## Texto de lectura

===============

Pero las tentaciones, ya lo sabemos, lo siguieron hasta allí. Se construyó una
choza de paja y todas las mañanas, cuando salía a rezar, una mujer
escandalosamente viva se levantaba la falda y le mostraba el sexo hormigueante
de luz. Polirgasio cerraba los ojos, se concentraba en el dolor de sus rótulas
y musitaba jaculatorias; al cabo de unos días la mujer desapareció. Había
vencido la tentación de la carne o, si se quiere, de los cuerpos. La lucha, sin
embargo, continuó. Por las tardes, mientras vaciaba su cabeza de todas las
imágenes residuales de su existencia anterior, un enanito sirio, hechura del
diablo, le mostraba cofres abiertos rebosantes de joyas y monedas de oro. Con
facilidad Polirgasio venció la tentación de la riqueza. Pero las cosas no
acabaron ahí. A su lado se instaló a vivir otro eremita que repetía con maníaca
fidelidad cada uno de sus gestos: sus ayunos, sus disciplinas, sus
recogimientos en oración. Un día, al cruzarse en el sendero, Polirgasio, que se
sentía frágil, le dijo: “Tú eres el demonio”. El eremita reaccionó sorprendido:
“¿Cómo me has reconocido? ¡Si hago exactamente lo mismo que tú!”. Polirgasio le
respondió: “Porque te enorgulleces de ello”. Polirgasio venció también la
tentación del orgullo. Como quiera, en todo caso, que su alma no encontraba la
calma, Polirgasio decidió subirse a una columna para acercarse a Dios y
alejarse de la tierra, donde a veces sentía la tentación de tumbarse. Allí
algunas mujeres de la aldea vecina le subían cántaros de agua y dátiles con una
cuerda. Polirgasio bebió un trago y comió un dátil, pero enseguida sintió esa
necesidad como una derrota y, asqueado de sí mismo, se impuso un ayuno total:
venció también así las tentaciones de la sed y del hambre. Encima de la columna
se quedó finalmente solo, cada vez más escurrido y exacto: venció también la
tentación del recuerdo, la tentación del pensamiento e incluso la tentación de
abrir los ojos y mirar el cielo.
Pero –ay–
cuando alcanzó ese estado de perfección se sintió todo lo contrario de salvado.
Enjuto por fuera, vacío por dentro, le alcanzó de pronto un estremecimiento de
terror. Porque se dio cuenta de que había vencido todas las tentaciones sólo
para sucumbir a la más grande y peligrosa: había cedido, sí, a la tentación de
la pureza. Y esa no tenía ni curación ni redención.

===============

## Datos extraídos
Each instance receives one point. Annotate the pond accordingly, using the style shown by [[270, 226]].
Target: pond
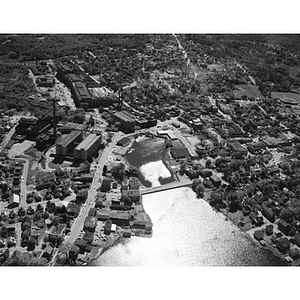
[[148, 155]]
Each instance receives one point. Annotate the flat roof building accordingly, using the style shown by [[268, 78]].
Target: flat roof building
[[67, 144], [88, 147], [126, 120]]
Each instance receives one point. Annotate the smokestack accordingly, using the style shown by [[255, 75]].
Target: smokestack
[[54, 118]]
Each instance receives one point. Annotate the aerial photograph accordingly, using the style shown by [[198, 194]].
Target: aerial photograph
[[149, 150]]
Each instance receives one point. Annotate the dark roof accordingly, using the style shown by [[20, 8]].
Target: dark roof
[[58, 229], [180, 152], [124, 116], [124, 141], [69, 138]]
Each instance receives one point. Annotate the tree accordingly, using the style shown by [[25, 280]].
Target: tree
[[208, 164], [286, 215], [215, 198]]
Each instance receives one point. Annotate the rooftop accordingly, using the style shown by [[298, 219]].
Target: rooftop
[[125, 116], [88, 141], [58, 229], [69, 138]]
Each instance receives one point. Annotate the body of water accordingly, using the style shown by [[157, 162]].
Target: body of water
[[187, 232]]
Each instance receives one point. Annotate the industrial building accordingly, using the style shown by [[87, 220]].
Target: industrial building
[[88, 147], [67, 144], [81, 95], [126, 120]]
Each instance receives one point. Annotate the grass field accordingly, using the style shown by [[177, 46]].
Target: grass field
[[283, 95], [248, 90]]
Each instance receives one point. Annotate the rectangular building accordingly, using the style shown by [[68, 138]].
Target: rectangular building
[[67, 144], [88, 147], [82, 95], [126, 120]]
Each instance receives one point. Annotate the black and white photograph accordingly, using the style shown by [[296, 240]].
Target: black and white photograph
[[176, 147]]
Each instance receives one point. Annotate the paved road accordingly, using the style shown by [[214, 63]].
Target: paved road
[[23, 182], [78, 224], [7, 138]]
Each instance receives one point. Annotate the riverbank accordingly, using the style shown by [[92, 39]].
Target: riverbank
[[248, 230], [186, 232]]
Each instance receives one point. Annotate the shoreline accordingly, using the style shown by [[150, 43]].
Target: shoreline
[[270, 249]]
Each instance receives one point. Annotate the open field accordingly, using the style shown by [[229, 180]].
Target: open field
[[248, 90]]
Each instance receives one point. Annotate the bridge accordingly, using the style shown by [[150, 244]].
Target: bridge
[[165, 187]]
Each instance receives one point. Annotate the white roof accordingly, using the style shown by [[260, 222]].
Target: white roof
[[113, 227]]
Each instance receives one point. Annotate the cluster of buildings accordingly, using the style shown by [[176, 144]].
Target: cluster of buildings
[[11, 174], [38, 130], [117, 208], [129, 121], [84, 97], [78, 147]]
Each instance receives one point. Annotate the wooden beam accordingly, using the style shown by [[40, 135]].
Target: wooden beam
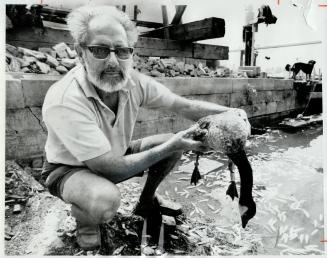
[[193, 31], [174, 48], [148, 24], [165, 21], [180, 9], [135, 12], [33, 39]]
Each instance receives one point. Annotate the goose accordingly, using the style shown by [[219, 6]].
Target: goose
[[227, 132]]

===============

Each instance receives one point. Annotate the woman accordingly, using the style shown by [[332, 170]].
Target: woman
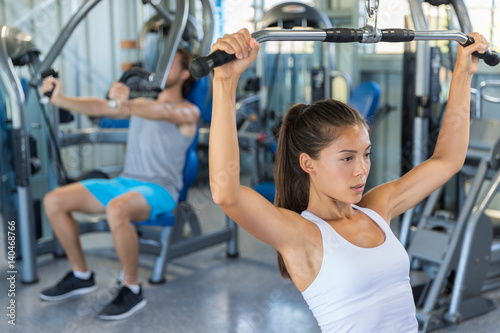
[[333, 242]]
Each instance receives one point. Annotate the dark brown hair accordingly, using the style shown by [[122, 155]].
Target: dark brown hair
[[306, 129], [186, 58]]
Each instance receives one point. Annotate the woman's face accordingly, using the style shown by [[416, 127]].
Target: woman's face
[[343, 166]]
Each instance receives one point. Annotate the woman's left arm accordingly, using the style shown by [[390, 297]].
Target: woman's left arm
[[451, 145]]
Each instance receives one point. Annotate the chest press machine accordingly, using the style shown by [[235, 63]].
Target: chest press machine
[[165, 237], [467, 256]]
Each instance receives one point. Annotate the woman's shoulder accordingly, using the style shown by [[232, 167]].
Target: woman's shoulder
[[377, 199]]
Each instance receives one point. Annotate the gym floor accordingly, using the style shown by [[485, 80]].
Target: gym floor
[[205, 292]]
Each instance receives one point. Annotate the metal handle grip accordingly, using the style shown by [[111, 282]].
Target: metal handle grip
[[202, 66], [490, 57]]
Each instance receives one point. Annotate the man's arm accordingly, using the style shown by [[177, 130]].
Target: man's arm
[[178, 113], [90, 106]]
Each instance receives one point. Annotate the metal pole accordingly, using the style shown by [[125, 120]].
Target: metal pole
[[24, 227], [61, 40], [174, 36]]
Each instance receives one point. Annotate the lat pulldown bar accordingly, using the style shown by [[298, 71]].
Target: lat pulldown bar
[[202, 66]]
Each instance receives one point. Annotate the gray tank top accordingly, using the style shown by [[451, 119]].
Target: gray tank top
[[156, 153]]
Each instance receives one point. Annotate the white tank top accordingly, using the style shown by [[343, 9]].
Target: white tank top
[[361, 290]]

===============

## Comprueba tu comprensión
1 – Según el texto de lectura, ¿qué le mostraba a Polirgasio el enanito sirio por las tardes?
2 – Enumera todas las tentaciones que, según el texto de lectura, Polirgasio vence.
Las líneas son un material independiente del texto de lectura.

## Respuestas por tarea
1 – Cofres abiertos rebosantes de joyas y monedas de oro.

2 –
- La tentación de la carne (o de los cuerpos)
- La tentación de la riqueza
- La tentación del orgullo
- La tentación de la sed
- La tentación del hambre
- La tentación del recuerdo
- La tentación del pensamiento
- La tentación de abrir los ojos y mirar el cielo